**SUPPLIED PASSAGE:**
↓
# DIY fret crowning 'tool'- simple



## ed2000 (Feb 16, 2007)

Here is how I made a fret crowning tool.
-get an old medium grinding wheel or grinding stone
-break it into approx 1 1/4" bits(you will need only one suitable piece, 'D' shaped)(wear safety glasses when breaking it up)
-using a coarse file thin it to a thickness that's 1.5 times the width of the fret at the straight part of the 'D'
-file the straightest side of the D for straightness( the straight side will be the cutting side)
-search for an approx 2" length of wood screw, the radius of the thread should match the fret crown you want to achieve
-use the wood screw to cut a shallow groove into the straight part of the 'D' by moving the screw thread back and forth
-this forms the crowning groove
-use the screw to re-groove if the stone starts to wear
Make sure to tape up the fingerboard at the fret(double or triple layer)
Different screw thread diameters make different fret crowns..also any screw type will work
Use fine emery cloth to remove grinding marks followed by finer wet/dry sandpaper and finally 0000 steel wool(tape up or cover pickups)
↑
**DATASET EXTRACT:**
↓
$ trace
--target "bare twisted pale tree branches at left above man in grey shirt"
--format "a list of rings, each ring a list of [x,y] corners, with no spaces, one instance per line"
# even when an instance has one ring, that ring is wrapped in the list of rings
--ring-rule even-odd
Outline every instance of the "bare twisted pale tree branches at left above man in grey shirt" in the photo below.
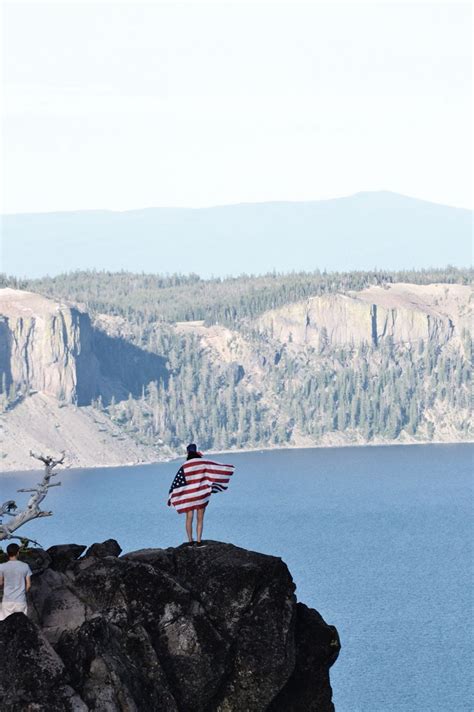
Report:
[[[19,510],[13,499],[9,499],[0,505],[0,541],[3,539],[11,539],[13,532],[23,526],[23,524],[26,524],[26,522],[37,519],[38,517],[50,517],[53,514],[52,512],[43,511],[39,505],[51,487],[59,487],[61,484],[60,482],[50,482],[50,480],[58,474],[54,472],[54,468],[57,465],[63,464],[65,453],[62,453],[62,457],[59,460],[54,459],[50,455],[36,455],[31,451],[30,455],[44,463],[43,479],[36,487],[18,490],[18,492],[32,492],[25,509]],[[8,522],[3,521],[5,515],[11,517]]]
↑
**WORK REQUEST 1:**
Answer these from the fret crowning post:
(a) How thick should the stone piece be filed?
(b) About what length of wood screw does the post say to find?
(c) What material is used in the final finishing step?
**WORK REQUEST 2:** Repeat the fret crowning post between "## ed2000 (Feb" and "or triple layer)", inclusive.
**WORK REQUEST 3:** Please carry on the post about making a fret crowning tool, picking up after its last line.

**ANSWER BOX 1:**
(a) 1.5 times the width of the fret at the straight part of the 'D'
(b) About 2"
(c) 0000 steel wool

**ANSWER BOX 2:**
## ed2000 (Feb 16, 2007)

Here is how I made a fret crowning tool.
-get an old medium grinding wheel or grinding stone
-break it into approx 1 1/4" bits(you will need only one suitable piece, 'D' shaped)(wear safety glasses when breaking it up)
-using a coarse file thin it to a thickness that's 1.5 times the width of the fret at the straight part of the 'D'
-file the straightest side of the D for straightness( the straight side will be the cutting side)
-search for an approx 2" length of wood screw, the radius of the thread should match the fret crown you want to achieve
-use the wood screw to cut a shallow groove into the straight part of the 'D' by moving the screw thread back and forth
-this forms the crowning groove
-use the screw to re-groove if the stone starts to wear
Make sure to tape up the fingerboard at the fret(double or triple layer)

**ANSWER BOX 3:**
Use complete strokes along the fret, even pressure and speed.

Next week we'll start to make guitar strings from the steel belts of used tires
(((just kidding)))


----------



## Guest (Mar 21, 2009)

great idea! I've been trying to think of a 
way to make one for quite a while now.


----------



## Joestrummer (Feb 20, 2011)

*Fret Crowning idea for "El Cheapo" guitars where extra cost is not justified*

I thought your idea or grinding stone use a very useful idea for us who just want a guitar good enough for down-to-earth and dirty blues and do not have money.

I am finacially broke, so any cheap ideas are welcome. Neccesity being the mother of The Mothers of Invention (and all that Zap).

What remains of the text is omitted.